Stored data
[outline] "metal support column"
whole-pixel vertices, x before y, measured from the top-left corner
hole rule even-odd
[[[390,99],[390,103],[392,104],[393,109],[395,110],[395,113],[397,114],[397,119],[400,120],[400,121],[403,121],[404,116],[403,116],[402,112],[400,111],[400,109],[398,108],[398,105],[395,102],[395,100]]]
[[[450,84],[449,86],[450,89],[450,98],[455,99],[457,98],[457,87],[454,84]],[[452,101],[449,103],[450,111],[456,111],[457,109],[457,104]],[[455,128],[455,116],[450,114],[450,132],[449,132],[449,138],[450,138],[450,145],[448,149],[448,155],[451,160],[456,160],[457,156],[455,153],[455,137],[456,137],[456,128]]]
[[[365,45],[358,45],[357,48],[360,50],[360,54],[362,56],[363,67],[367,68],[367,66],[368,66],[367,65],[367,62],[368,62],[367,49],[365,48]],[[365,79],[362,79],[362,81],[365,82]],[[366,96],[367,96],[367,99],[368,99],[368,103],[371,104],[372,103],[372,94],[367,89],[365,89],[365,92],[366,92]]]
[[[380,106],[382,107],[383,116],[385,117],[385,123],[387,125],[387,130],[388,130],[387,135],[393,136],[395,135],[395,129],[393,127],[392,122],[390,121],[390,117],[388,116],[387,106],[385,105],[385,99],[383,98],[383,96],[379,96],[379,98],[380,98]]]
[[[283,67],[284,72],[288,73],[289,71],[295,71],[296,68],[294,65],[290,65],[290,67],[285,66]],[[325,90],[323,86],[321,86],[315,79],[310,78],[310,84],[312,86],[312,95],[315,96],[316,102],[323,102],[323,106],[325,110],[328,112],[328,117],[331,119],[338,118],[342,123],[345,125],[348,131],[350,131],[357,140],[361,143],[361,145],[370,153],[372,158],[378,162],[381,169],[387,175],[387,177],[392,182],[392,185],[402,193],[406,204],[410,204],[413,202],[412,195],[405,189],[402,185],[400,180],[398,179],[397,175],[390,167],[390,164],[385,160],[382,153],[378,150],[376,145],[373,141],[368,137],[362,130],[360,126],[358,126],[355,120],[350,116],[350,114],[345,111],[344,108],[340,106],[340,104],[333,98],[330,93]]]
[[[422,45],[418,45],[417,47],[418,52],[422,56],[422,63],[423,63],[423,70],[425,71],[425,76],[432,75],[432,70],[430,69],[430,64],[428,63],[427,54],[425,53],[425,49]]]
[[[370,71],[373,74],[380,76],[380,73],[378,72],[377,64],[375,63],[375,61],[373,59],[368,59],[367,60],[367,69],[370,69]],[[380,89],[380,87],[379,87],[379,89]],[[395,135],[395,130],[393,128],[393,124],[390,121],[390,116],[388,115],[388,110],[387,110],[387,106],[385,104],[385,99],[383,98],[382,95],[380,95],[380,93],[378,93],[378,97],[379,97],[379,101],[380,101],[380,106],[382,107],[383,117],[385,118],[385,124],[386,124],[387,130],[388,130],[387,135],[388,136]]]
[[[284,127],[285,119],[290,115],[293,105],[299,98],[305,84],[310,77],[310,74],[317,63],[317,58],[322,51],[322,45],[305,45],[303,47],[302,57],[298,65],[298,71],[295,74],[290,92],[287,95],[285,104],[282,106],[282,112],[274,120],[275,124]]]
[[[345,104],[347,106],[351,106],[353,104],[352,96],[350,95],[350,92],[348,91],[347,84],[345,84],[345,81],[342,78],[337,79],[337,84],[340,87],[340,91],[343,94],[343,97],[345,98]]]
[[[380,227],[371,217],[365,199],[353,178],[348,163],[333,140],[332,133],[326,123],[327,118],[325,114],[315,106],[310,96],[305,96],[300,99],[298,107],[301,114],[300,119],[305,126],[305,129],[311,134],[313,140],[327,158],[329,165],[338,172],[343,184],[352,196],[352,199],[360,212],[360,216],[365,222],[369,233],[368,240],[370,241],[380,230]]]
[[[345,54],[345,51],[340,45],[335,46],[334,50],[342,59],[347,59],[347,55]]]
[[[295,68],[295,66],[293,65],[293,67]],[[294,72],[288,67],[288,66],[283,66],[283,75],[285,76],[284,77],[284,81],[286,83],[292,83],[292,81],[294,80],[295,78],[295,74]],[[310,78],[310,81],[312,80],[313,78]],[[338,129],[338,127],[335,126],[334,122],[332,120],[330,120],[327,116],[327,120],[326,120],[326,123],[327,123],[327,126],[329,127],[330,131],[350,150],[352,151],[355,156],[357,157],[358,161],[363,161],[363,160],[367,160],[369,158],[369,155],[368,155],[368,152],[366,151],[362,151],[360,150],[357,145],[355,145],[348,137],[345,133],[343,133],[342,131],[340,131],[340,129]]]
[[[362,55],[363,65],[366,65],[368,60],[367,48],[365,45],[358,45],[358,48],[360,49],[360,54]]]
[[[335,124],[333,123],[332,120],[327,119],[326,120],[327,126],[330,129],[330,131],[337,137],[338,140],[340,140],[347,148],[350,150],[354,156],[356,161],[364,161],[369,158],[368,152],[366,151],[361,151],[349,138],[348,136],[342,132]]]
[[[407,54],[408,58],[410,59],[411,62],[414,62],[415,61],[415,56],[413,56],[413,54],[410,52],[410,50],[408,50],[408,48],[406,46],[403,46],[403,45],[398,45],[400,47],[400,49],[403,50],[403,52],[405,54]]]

__WHAT THE TASK ASKS__
Please print the records above exactly from their first line. End with the line containing "whole-pixel vertices, x", and include it.

__WRITTEN ANSWER__
[outline] "metal support column"
whole-pixel vertices, x before y, measured from the top-left corner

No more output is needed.